### Fragmento seleccionado
§ §
Cientos de películas y libros han hechizado a todo tipo de gente
con las aventuras de intrépidos arqueólogos, tocados con salacot
y botas de caña, adentrándose entre ruinas milenarias o peleándose
con selvas, desiertos, fieras salvajes o tribus primitivas. Y
dentro de los arqueólogos, los egiptólogos son, con seguridad,
los protagonistas absolutos, las estrellas de la historia, con sus
tumbas y tesoros faraónicos, sus momias y maldiciones. Claro que
la realidad dista bastante de las películas de Indiana Jones,
aunque no se puede decir que ellos, y ellas, no corran sus
riesgos. A veces puede ser más peligroso para una arqueóloga
atravesar en solitario un poblado egipcio, seguida por una
pandilla de chavales arrojándole piedras, que meterse en una
tumba recién descubierta. Es, más o menos, lo que le sucedió a
la egiptóloga María José López Grande en una de sus campañas
en Egipto. “Los críos en pandilla pueden ser muy peligrosos”,
dice ahora divertida al recordar el mal rato que pasó huyendo de
sus piedras.
López Grande, profesora de
Arqueología de la Universidad Autónoma de Madrid, confiesa, a
sus 47 años, que ha perdido la cuenta de los viajes realizados a
Egipto: “Dejé de contarlos cuando superé la veintena”. El país
del Nilo y su mundo faraónico han sido, desde que era pequeña,
su sueño, y ahora, además de su pasión, su dedicación. “He
tenido una suerte increíble. Siempre he dicho que los dioses me
aman, ellos me llevaron a Egipto”.
La suerte de esta arqueóloga, que
domina la escritura jeroglífica, especializada en cerámica del
antiguo Egipto, comenzó en primero de bachillerato cuando tuvo
bien claro que quería ser egiptóloga, algo que no existía en
España. “Me fascinaba la estética egipcia, yo veía una pieza
faraónica y me parecía preciosa. Pero en los libros de
bachillerato apenas encontraba datos de Egipto, la lección de los
egipcios ocupaba dos páginas, y las de Grecia y Roma, cinco o
seis… Eso me llevó a buscar libros sobre aquel país y encontré
la Historia del Arte de Salvat. Me enamoré de aquel libro, fue
determinante en mi vida”.
§ §
### Datos
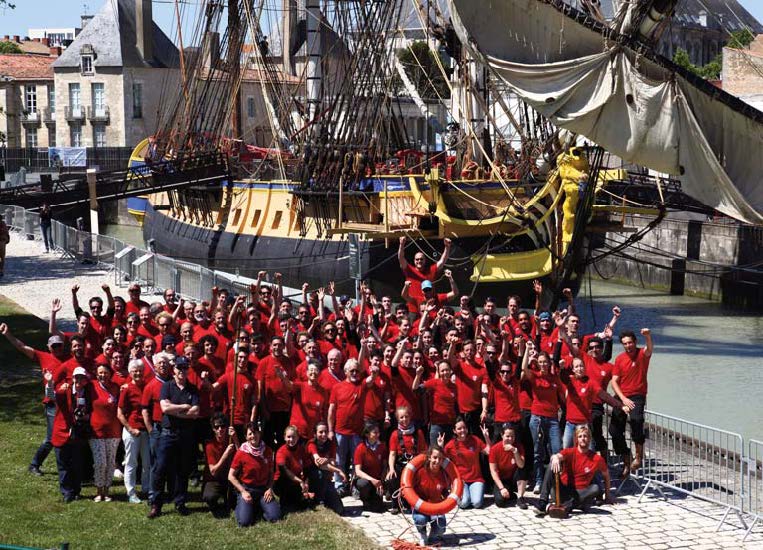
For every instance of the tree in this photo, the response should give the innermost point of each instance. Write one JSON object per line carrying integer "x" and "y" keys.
§ §
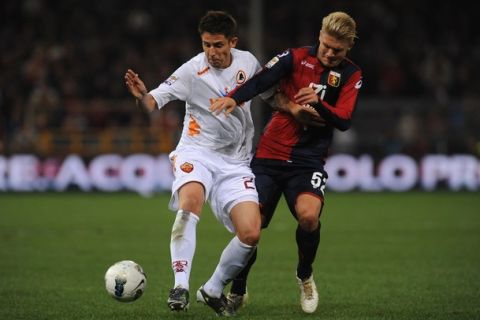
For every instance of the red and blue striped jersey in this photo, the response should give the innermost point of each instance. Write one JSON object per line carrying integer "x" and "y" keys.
§ §
### Instrucciones
(a) Indica si cada afirmación concuerda con el fragmento sobre la egiptóloga María José López Grande y responde sí o no, citando literalmente las palabras del fragmento que lo deciden. (i) López Grande dejó de contar sus viajes a Egipto al pasar de veinte. (ii) En los libros de bachillerato, la lección de los egipcios ocupaba más páginas que las de Grecia y Roma. (iii) La arqueóloga está especializada en escultura del antiguo Egipto.
(b) Continúa el fragmento sobre la egiptóloga María José López Grande a partir de su última oración.

### Respuestas redactadas
(a)
(i) Sí: «Dejé de contarlos cuando superé la veintena».
(ii) No: «la lección de los egipcios ocupaba dos páginas, y las de Grecia y Roma, cinco o seis».
(iii) No: «especializada en cerámica del antiguo Egipto».

(b)
Parece claro que no podía ser otra
cosa que arqueóloga.
Desde que Egipto me fascinó de esa
manera empecé a ver películas, a leer literatura, todo lo que
pillaba del país. Quería hacer Egiptología, pero en España no
existía esa especialidad, así que estudié Historia y Geografía,
la especialidad de Arqueología, y en primero de carrera hice un
viaje a Egipto que fue definitivo. Después de aquel viaje era
imposible pensar en hacer otra cosa. Me enteré de que en Asuntos
Exteriores había becas de lengua para estudiar en Egipto y me
puse a aprender árabe. Pensé: “Si así me puedo ir a
Egipto…”.
Así que se fue a Egipto y, para
empezar, estudió árabe.
He llegado a hablar árabe bastante
bien. Claro que lo que aprendes es el árabe clásico moderno, que
te permite entender muchas cosas y tener la estructura de una
lengua semítica, que es fundamental, pero cuando la gente normal,
la de las aldeas, te oye hablar, te mira como a un bicho raro,
como preguntándose: “¿Qué dice?”. Yo les entiendo bastante,
años atrás todavía mejor, porque he pasado muchos meses
seguidos en Egipto y las lenguas hay que estar en ellas, pero era
una baza importante para conocer el país de norte a sur.
¿Se lanzó por su cuenta a
recorrerlo?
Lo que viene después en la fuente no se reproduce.